Please quote exactly the lines below from the line containing "Query: dark tiled roof" to the line containing "<point>626,284</point>", both lines included, and nothing else.
● ● ● ● ●
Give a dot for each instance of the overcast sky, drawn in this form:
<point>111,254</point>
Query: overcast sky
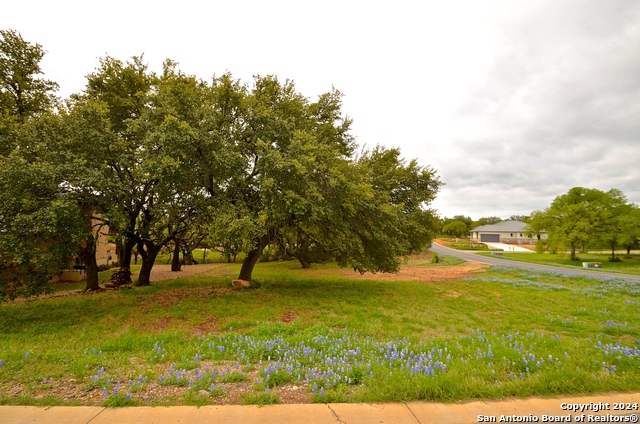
<point>512,102</point>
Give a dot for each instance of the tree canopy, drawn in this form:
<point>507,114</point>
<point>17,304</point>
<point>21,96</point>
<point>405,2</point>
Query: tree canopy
<point>162,158</point>
<point>588,216</point>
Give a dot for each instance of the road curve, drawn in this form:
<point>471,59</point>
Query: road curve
<point>467,256</point>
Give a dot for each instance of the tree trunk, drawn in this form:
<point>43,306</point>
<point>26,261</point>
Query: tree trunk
<point>88,255</point>
<point>125,258</point>
<point>176,265</point>
<point>305,264</point>
<point>249,262</point>
<point>252,258</point>
<point>148,258</point>
<point>573,252</point>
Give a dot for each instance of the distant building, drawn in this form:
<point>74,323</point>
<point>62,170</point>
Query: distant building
<point>504,232</point>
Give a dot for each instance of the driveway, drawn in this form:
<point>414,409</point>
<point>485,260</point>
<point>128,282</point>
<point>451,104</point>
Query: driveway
<point>508,247</point>
<point>466,255</point>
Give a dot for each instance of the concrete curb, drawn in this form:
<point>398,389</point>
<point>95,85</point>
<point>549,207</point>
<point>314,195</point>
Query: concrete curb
<point>528,410</point>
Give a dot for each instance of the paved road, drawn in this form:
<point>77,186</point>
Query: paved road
<point>466,255</point>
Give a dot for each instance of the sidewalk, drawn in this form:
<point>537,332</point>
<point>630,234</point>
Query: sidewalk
<point>529,410</point>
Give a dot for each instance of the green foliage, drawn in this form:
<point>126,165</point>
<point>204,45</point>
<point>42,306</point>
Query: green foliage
<point>584,216</point>
<point>456,229</point>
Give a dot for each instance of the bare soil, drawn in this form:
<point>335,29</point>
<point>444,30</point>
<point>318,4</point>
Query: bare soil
<point>70,390</point>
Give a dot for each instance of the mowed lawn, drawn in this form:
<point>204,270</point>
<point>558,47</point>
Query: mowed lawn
<point>318,336</point>
<point>626,264</point>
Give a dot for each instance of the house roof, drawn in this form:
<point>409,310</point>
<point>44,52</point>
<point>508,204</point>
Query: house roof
<point>504,227</point>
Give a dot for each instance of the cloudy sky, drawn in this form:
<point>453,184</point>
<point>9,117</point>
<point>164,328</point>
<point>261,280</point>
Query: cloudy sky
<point>512,102</point>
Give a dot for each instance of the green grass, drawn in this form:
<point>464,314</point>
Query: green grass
<point>627,265</point>
<point>468,339</point>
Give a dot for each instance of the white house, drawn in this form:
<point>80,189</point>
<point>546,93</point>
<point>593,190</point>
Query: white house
<point>503,232</point>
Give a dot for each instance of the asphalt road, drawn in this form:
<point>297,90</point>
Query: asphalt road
<point>466,255</point>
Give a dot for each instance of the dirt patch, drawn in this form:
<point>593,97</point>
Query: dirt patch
<point>424,274</point>
<point>208,326</point>
<point>162,272</point>
<point>289,316</point>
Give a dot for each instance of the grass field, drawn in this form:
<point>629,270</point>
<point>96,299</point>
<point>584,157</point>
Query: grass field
<point>627,264</point>
<point>313,336</point>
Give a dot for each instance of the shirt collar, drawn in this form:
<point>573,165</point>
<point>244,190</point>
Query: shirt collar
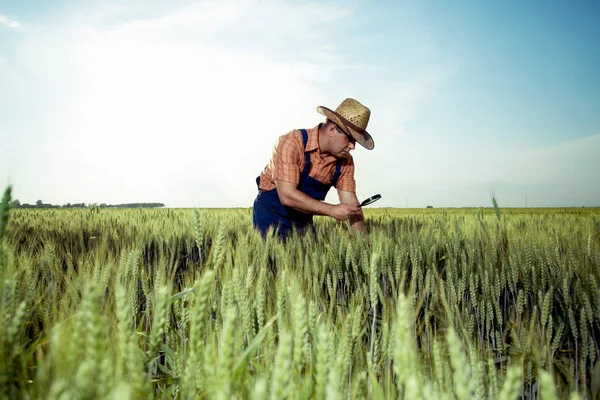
<point>313,142</point>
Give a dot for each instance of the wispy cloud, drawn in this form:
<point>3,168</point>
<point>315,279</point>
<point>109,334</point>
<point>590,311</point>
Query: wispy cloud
<point>11,23</point>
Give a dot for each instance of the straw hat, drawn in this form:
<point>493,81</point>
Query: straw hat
<point>353,118</point>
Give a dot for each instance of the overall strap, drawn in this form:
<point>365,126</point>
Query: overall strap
<point>338,172</point>
<point>307,164</point>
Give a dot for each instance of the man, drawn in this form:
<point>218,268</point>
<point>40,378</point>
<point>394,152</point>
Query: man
<point>305,164</point>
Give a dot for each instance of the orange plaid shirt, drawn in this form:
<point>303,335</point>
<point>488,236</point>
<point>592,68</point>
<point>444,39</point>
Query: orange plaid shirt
<point>287,162</point>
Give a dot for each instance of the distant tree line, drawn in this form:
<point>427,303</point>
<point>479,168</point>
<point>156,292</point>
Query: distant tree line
<point>40,204</point>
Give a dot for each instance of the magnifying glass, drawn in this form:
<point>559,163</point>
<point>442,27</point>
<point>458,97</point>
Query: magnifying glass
<point>370,200</point>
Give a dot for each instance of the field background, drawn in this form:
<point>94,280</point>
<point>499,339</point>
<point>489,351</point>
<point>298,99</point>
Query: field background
<point>163,303</point>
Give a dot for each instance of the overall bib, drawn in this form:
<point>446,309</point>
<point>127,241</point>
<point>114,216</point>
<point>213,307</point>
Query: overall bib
<point>268,210</point>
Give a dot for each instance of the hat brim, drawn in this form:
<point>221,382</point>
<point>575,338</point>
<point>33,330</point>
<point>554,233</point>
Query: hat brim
<point>362,136</point>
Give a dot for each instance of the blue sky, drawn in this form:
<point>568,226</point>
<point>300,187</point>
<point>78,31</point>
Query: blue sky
<point>181,103</point>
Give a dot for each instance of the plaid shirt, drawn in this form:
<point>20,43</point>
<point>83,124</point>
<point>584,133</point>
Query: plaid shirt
<point>287,162</point>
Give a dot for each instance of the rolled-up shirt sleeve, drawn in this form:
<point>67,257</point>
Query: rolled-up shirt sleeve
<point>286,167</point>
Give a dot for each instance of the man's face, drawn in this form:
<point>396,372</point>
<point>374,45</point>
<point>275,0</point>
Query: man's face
<point>341,143</point>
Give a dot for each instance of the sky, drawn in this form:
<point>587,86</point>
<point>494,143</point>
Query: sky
<point>181,102</point>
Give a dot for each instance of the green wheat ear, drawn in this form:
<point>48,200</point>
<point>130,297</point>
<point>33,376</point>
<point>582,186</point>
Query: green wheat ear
<point>4,207</point>
<point>496,208</point>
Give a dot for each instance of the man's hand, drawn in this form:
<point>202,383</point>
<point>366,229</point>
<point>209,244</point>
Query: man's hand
<point>343,211</point>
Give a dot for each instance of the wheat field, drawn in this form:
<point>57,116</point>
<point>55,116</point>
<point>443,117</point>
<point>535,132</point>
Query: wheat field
<point>487,303</point>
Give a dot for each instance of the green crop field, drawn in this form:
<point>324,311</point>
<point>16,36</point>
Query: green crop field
<point>193,304</point>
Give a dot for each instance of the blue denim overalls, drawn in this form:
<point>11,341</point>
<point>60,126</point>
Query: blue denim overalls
<point>268,210</point>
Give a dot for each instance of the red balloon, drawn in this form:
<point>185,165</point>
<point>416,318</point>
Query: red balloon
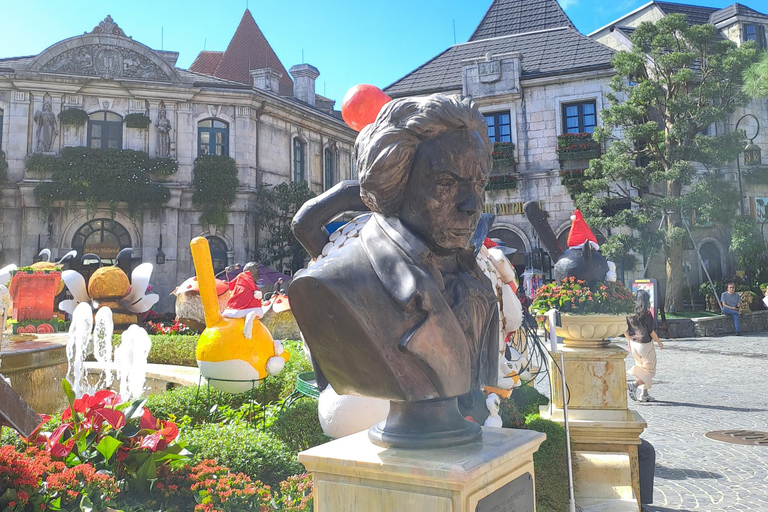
<point>362,104</point>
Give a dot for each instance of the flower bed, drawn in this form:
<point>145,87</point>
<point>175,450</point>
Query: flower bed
<point>574,146</point>
<point>574,296</point>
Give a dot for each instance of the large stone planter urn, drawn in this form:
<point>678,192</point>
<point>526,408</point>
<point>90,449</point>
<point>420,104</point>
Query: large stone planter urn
<point>591,331</point>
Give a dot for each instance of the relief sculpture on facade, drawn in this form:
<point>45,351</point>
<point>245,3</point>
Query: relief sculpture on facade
<point>107,61</point>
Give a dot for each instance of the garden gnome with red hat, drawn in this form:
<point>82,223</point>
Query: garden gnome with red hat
<point>582,259</point>
<point>246,298</point>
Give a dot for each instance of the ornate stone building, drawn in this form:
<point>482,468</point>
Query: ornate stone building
<point>251,115</point>
<point>537,79</point>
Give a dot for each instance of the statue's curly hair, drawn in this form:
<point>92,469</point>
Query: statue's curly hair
<point>385,149</point>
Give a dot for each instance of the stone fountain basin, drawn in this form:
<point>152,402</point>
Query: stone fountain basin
<point>36,368</point>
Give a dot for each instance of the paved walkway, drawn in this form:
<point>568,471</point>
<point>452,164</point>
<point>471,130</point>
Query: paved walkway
<point>706,384</point>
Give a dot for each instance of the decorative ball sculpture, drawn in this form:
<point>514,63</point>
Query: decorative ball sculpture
<point>362,104</point>
<point>226,357</point>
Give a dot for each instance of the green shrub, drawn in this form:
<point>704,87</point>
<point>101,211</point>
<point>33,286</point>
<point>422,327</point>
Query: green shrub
<point>9,436</point>
<point>299,427</point>
<point>524,401</point>
<point>215,181</point>
<point>40,164</point>
<point>243,449</point>
<point>550,464</point>
<point>283,384</point>
<point>73,117</point>
<point>181,401</point>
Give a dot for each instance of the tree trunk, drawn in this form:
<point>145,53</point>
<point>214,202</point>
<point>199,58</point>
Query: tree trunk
<point>673,297</point>
<point>673,300</point>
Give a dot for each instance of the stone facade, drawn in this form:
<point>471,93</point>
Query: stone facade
<point>713,241</point>
<point>105,71</point>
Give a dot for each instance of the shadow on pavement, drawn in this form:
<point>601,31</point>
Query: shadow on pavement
<point>664,403</point>
<point>683,474</point>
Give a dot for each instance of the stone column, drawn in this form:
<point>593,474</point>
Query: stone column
<point>605,433</point>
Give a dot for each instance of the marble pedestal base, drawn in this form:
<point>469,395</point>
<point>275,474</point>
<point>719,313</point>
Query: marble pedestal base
<point>352,474</point>
<point>605,434</point>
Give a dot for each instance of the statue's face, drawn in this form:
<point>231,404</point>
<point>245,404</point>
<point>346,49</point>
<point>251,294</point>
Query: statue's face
<point>445,192</point>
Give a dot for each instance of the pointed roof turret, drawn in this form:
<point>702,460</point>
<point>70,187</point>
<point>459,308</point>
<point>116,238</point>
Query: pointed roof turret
<point>507,17</point>
<point>247,50</point>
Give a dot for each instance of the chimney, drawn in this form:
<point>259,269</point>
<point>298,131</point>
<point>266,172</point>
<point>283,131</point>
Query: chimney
<point>304,76</point>
<point>266,79</point>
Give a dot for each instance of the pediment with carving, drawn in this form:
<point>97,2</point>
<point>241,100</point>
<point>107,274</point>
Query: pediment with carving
<point>106,61</point>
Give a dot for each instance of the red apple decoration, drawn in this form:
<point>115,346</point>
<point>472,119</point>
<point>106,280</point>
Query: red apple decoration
<point>362,104</point>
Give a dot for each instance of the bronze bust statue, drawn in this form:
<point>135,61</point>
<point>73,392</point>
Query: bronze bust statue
<point>403,312</point>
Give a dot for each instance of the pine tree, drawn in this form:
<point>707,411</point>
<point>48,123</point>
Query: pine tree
<point>677,85</point>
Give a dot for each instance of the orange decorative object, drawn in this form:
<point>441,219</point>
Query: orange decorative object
<point>362,104</point>
<point>45,329</point>
<point>33,293</point>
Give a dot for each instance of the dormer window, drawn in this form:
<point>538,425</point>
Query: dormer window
<point>755,33</point>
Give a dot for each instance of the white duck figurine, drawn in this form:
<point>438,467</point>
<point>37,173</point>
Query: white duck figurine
<point>493,403</point>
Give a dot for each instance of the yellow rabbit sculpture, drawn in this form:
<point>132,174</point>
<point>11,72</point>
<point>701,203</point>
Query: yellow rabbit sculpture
<point>224,355</point>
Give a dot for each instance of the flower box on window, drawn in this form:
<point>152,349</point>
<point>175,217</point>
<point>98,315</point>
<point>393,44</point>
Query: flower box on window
<point>577,146</point>
<point>502,182</point>
<point>503,155</point>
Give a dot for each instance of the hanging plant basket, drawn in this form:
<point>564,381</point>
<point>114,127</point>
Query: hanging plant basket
<point>140,121</point>
<point>579,155</point>
<point>73,117</point>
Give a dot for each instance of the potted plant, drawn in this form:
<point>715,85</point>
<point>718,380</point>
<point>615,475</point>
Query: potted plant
<point>590,316</point>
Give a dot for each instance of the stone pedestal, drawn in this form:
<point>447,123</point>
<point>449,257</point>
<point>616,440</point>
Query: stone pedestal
<point>605,433</point>
<point>353,474</point>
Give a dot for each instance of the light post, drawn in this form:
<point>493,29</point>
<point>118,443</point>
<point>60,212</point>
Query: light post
<point>752,156</point>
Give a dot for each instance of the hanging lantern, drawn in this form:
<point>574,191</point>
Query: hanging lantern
<point>752,154</point>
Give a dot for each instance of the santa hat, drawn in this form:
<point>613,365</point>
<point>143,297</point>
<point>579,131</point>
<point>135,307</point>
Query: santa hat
<point>580,232</point>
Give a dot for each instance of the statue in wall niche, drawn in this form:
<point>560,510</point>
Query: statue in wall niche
<point>163,127</point>
<point>46,127</point>
<point>403,312</point>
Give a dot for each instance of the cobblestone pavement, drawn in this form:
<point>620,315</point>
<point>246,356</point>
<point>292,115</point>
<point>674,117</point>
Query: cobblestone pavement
<point>705,384</point>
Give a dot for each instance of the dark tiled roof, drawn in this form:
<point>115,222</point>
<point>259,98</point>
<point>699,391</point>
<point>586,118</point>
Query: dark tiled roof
<point>734,10</point>
<point>206,62</point>
<point>247,50</point>
<point>573,51</point>
<point>506,17</point>
<point>696,14</point>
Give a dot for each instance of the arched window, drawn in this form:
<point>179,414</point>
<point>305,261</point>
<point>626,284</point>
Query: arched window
<point>330,168</point>
<point>105,130</point>
<point>102,237</point>
<point>212,137</point>
<point>218,253</point>
<point>298,160</point>
<point>513,241</point>
<point>710,256</point>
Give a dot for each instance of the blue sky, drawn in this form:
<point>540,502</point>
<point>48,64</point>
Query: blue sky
<point>349,41</point>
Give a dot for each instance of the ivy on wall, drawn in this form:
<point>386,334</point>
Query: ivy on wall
<point>97,176</point>
<point>3,167</point>
<point>214,179</point>
<point>40,164</point>
<point>137,121</point>
<point>73,117</point>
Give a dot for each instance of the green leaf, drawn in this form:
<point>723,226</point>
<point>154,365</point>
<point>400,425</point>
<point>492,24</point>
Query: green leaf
<point>107,446</point>
<point>85,504</point>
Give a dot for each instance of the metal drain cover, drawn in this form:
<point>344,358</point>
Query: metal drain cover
<point>747,437</point>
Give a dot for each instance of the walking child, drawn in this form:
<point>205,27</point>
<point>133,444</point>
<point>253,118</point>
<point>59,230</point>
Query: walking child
<point>641,335</point>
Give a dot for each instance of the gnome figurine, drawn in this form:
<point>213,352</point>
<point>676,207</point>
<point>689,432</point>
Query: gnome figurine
<point>582,259</point>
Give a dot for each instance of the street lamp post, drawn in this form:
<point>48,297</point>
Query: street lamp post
<point>752,156</point>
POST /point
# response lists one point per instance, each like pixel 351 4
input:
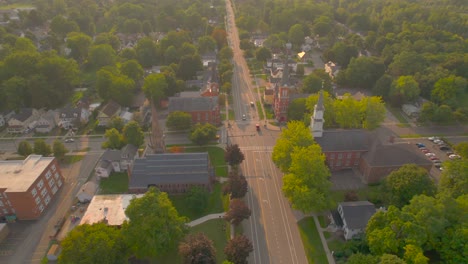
● ● ● ● ●
# EXERCISE RESULT:
Query: dark tiled roof
<point>734,10</point>
<point>206,62</point>
<point>247,50</point>
<point>573,51</point>
<point>506,17</point>
<point>696,14</point>
Give a dot for each instance of the arched window, drawn in this form:
<point>179,414</point>
<point>305,261</point>
<point>626,284</point>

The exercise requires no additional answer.